• _ACTIVITY_
Using the records below, filter for lines that contain the string "each" and copy them out.

• _GIVEN INFORMATION_

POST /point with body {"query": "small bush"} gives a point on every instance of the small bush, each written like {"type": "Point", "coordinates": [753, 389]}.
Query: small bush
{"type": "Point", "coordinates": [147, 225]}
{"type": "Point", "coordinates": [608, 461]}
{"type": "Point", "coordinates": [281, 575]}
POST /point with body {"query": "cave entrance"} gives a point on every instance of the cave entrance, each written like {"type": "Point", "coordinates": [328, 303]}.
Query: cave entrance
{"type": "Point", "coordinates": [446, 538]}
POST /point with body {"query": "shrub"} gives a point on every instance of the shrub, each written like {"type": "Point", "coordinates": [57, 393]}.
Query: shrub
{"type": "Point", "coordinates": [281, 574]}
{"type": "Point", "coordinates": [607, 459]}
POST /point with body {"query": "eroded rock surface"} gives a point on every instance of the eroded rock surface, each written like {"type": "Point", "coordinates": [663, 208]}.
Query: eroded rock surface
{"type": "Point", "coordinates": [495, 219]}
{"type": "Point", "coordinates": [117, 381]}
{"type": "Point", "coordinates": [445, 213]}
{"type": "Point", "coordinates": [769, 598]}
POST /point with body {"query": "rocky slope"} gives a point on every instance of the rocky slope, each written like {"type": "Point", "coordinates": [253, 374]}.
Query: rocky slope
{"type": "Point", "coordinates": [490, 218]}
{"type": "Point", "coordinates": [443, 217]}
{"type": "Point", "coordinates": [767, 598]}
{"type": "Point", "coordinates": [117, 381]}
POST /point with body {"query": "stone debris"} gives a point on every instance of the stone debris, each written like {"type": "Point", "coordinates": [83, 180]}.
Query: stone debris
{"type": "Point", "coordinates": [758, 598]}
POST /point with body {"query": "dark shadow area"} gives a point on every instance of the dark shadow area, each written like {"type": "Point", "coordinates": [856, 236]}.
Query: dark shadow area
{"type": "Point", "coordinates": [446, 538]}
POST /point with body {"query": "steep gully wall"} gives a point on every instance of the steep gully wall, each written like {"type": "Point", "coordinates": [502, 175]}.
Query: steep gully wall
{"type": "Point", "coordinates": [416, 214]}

• _TASK RESPONSE_
POST /point with body {"query": "small bush"} gives a point on every instance of the small bush, each written like {"type": "Point", "coordinates": [753, 389]}.
POST /point with body {"query": "cave entrance"} gives a point on every instance of the cave entrance, each written like {"type": "Point", "coordinates": [328, 303]}.
POST /point with body {"query": "shrub"} gives a point on every instance of the shrub, each written like {"type": "Point", "coordinates": [57, 393]}.
POST /point with body {"query": "eroded rock surface"} gives a point on every instance of the eroded rock surface, each written like {"type": "Point", "coordinates": [663, 208]}.
POST /point with body {"query": "rocky slope"} gives a point on every instance of the rocky slope, each written like {"type": "Point", "coordinates": [253, 374]}.
POST /point with body {"query": "stone debris"} gives a point on every instance of the stone debris, each written like {"type": "Point", "coordinates": [83, 180]}.
POST /point with body {"query": "dark shadow area"} gives a point on every instance of the dark shadow area, each written like {"type": "Point", "coordinates": [856, 236]}.
POST /point with body {"query": "steep gully wall"} gives a point on every instance of the steep gully wall, each written like {"type": "Point", "coordinates": [502, 175]}.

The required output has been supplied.